▶ _Given exercise_
Copy the items below word for word, from the start of the items through the line that contains "[0,73,33,117]", including both ends.

--- Start of Records to use ---

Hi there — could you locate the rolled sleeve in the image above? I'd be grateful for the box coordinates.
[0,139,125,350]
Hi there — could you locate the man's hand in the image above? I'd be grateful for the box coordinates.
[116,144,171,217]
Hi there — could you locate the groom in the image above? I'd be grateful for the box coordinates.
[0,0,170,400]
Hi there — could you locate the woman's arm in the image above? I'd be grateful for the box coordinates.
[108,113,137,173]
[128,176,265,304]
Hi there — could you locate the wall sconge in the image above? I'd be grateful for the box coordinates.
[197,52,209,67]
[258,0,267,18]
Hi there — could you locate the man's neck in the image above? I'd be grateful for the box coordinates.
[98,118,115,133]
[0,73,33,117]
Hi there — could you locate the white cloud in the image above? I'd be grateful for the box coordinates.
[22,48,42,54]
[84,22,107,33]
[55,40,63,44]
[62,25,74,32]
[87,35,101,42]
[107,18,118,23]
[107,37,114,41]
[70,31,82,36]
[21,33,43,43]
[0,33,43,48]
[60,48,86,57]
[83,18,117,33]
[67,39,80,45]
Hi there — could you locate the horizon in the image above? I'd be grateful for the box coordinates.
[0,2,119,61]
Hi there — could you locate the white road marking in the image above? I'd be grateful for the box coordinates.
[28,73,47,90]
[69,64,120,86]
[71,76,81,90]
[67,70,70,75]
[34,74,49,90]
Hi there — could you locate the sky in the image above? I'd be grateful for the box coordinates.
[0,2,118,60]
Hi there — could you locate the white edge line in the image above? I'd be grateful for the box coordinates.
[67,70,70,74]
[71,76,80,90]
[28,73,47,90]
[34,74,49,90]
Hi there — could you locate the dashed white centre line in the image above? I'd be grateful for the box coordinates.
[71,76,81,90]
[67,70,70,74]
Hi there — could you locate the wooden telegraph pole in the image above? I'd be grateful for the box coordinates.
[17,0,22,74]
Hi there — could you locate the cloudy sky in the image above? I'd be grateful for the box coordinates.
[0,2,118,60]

--- End of Records to use ---

▶ _Complete output_
Hi there — could you locate the rolled sleeve in the image above? I'd be grateful for the box coordinates.
[0,139,125,350]
Hi there — could you locate the man's hand in the image above? I'd be grateful for the box coordinates.
[116,144,171,217]
Hi there — could you locate the groom in the image above? I'd be grateful for the box coordinates.
[0,0,170,400]
Hi there — could you locate the woman's arm in the image above? I'd be grateful for the box coordinates.
[108,113,137,173]
[128,176,265,304]
Hi there — could you locate the wall sconge in the image above? I'd be grateful for the box coordinates.
[197,52,209,67]
[258,0,267,18]
Hi there — could you locate the man's neck in the image above? I'd be grateful for the box coordinates.
[98,118,115,133]
[0,73,33,117]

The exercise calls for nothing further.